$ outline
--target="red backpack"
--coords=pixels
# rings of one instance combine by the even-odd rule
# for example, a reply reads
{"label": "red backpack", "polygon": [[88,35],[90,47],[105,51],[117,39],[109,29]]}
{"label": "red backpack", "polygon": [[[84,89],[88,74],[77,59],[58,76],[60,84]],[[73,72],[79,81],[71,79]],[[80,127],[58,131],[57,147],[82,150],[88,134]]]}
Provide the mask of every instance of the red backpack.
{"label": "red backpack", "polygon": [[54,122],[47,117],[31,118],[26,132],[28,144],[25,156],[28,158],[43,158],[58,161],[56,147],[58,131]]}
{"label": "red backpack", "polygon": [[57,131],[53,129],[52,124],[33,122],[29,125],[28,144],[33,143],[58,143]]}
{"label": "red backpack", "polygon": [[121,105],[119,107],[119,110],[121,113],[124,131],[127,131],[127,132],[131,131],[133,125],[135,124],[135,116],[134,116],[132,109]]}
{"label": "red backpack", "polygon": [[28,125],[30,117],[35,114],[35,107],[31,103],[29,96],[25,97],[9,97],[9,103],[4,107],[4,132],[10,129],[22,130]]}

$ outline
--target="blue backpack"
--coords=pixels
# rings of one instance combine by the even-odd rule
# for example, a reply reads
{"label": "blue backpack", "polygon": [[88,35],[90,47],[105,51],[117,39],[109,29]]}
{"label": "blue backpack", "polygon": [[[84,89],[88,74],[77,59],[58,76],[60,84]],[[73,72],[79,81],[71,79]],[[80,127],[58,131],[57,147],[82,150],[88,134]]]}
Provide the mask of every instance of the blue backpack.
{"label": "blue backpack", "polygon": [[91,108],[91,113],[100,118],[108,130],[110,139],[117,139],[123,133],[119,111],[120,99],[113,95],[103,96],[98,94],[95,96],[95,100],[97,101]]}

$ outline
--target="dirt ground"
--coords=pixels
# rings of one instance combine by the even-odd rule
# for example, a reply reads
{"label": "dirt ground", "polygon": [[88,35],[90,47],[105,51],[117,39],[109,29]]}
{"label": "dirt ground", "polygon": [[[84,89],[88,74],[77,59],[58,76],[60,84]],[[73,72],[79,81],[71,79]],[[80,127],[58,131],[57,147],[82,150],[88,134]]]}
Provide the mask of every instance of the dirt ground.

EXERCISE INSTRUCTIONS » Set out every line of the material above as a numbered list, leaving out the blank lines.

RESULT OF THE TASK »
1. $ outline
2. --target="red backpack"
3. --coords=pixels
4. # rings of one instance combine by the even-odd rule
5. # for example, a reply reads
6. {"label": "red backpack", "polygon": [[88,35],[90,47],[105,51],[117,39],[109,29]]}
7. {"label": "red backpack", "polygon": [[[84,89],[88,74],[77,59],[58,76],[60,84]],[[73,72],[79,81],[71,79]],[[80,127],[58,131],[57,147],[82,150],[88,134]]]}
8. Provide the mask of every instance of the red backpack.
9. {"label": "red backpack", "polygon": [[54,122],[47,117],[31,118],[26,132],[28,144],[25,156],[28,158],[43,158],[58,161],[56,147],[58,131]]}
10. {"label": "red backpack", "polygon": [[57,131],[53,129],[52,124],[33,122],[29,125],[28,144],[33,143],[58,143]]}
11. {"label": "red backpack", "polygon": [[121,105],[119,107],[119,110],[121,113],[124,131],[127,131],[127,132],[131,131],[133,125],[135,124],[135,116],[134,116],[132,109]]}
12. {"label": "red backpack", "polygon": [[28,125],[30,117],[35,114],[35,107],[31,103],[29,96],[25,97],[9,97],[9,103],[4,107],[4,132],[10,129],[22,130]]}
13. $ outline
14. --target="blue backpack"
15. --coords=pixels
16. # rings of one instance combine by the even-odd rule
17. # for example, a reply reads
18. {"label": "blue backpack", "polygon": [[88,35],[90,47],[105,51],[117,39],[109,29]]}
19. {"label": "blue backpack", "polygon": [[[84,89],[88,74],[77,59],[58,76],[60,84]],[[73,72],[79,81],[71,79]],[[80,127],[58,131],[57,147],[82,150],[88,134]]]}
20. Provide the mask of every instance of the blue backpack.
21. {"label": "blue backpack", "polygon": [[91,108],[91,113],[100,118],[108,130],[110,139],[117,139],[123,133],[119,111],[120,99],[113,95],[103,96],[98,94],[95,96],[95,100],[97,101]]}
22. $ outline
23. --target="dirt ground"
24. --coords=pixels
25. # rings of one instance combine by the even-odd rule
26. # for example, a reply reads
27. {"label": "dirt ground", "polygon": [[88,35],[90,47],[105,51],[117,39],[109,29]]}
28. {"label": "dirt ground", "polygon": [[[84,89],[88,74],[77,59],[58,76],[60,84]],[[73,72],[79,81],[71,79]],[[80,127],[58,131],[57,147],[82,150],[88,134]]]}
29. Provide the mask of every instance of the dirt ground.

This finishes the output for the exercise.